Task to carry out
Carry on the travel piece about the trip home to Bontoc, Southern Leyte, starting right after its last sentence.

The winds of destiny so far have taken my free spirit to get to places around the country and the way things are going, travelling around the globe is imminent (I did apply for a passport in Cebu, no reasons, it just hit me). I love to travel and I am now certain of that.

I arrived in my hometown of Bontoc, Southern Leyte at the very day of its town anniversary. Indeed, nothing beats the warm feeling of seeing my siblings and parents. There’s nothing in the world when we have our dinner that lasts for hours sharing stories, insight humors, and foolishness like our immortal childish teasing between siblings. I obliged myself to treat the whole family  a dinner in Mang Inasal which I’ve never done before. The following afternoon it was the Fantasitc Four siblings’ (1 ate, 3 little brothers) turn to experience one death defying zipline ride that allowed us to almost literally fly above the the Agas-agas Bridge (the country’s tallest bridge at 300meters above the ground). All that and more bought from my hard-earned Boracay wages, and I don’t mind spending as long as I see my family having fun.

Siblings and Ziplines

As a finale I leave these ten advices for myself and to whomever you are reading this. I hope in some ways these lessons I’ve learned from my travel will help you in one way.

  1.  Save some love money. “Mag.ipon para may mawaldas pag-uwi” Not recommended for everyone. But honestly going means a lot of spending from bus tickets to cinema treats.
  2. For convenience sake take the airplane next time. Ok honestly I’ve had enough of land-sea travel hassles. If by unlucky decision I went back a day earlier I am sure I would have been on-board the Trans-Asia’s  M/V Malaysia that sunk in the shore’s of Ilo-ilo.
  3. Some Ilo-ilo City porters, taxi and padyaks drivers are indeed grassroots bastards preying on travelers by charging ridiculous amounts for their service.

Dataset content
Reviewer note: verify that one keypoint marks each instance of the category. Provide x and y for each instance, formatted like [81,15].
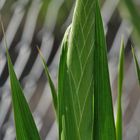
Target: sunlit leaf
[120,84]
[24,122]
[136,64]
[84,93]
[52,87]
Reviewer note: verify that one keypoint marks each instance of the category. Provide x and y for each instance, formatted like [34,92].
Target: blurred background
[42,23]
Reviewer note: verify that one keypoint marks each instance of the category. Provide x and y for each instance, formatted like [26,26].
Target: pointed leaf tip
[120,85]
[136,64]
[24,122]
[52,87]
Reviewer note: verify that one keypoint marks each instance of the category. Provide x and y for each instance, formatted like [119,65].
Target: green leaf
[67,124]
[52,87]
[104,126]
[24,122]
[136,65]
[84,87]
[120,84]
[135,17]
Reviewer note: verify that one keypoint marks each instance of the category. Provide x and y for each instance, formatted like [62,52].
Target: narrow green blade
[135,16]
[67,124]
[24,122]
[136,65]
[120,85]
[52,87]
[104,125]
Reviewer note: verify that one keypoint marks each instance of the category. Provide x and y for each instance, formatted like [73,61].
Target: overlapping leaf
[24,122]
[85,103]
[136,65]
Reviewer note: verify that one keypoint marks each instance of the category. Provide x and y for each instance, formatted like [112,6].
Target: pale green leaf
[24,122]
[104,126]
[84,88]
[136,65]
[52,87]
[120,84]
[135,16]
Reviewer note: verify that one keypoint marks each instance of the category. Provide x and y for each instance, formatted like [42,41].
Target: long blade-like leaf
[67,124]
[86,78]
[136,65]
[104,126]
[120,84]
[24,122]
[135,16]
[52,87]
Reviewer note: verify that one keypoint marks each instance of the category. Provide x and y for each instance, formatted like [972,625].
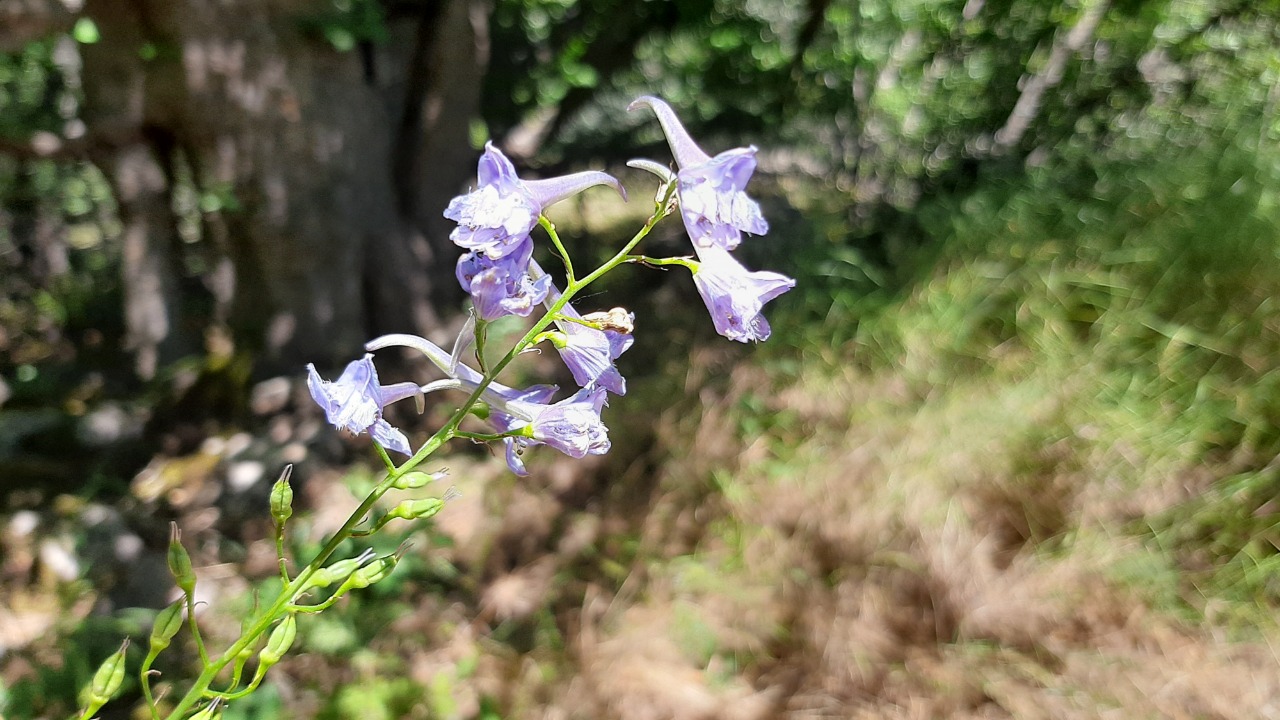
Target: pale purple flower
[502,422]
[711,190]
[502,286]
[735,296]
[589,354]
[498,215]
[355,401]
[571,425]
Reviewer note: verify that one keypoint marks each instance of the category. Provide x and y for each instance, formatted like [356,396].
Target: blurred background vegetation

Response to this exercise
  4. Next time you go home make sure to visibly lose some weight. I can’t imagine my siblings telling me I got thinner when all my Cebu-based officemates are having the time of their lives calling me fat-ass. “LesterYahee bil-bil-bil!”
  5. I realized I’ve been a hard headed guy in the Boracay office. That’s one of the negative side effects of working 12hours 6days a week – in a cubicle. So keeping the head cooled down a bit is a necessity.
  6. When the going gets toughs (I mean really tough) I’ll be the first one going home. hahaha
  7. Always maintain a fresh spirit against the battle of tardiness and boredom. My parents are very good with words of advice.
  8. Do what you want in life! Run in as many mornings as possible, draw a lot before, during, and after office hours (please don’t tell my manager).
  9. When a better employment opportunity comes, inside or out of the island, grab it before it gets away.
  10. For God’s sake fall in love. Go out, explore the island, experience adventure, make lots of friends, and please find a date. And be sure to make her happy. With her my friend, by God’s grace, maybe you’ll find some happiness to come.

Night out party-party with my Cebu-based officemates.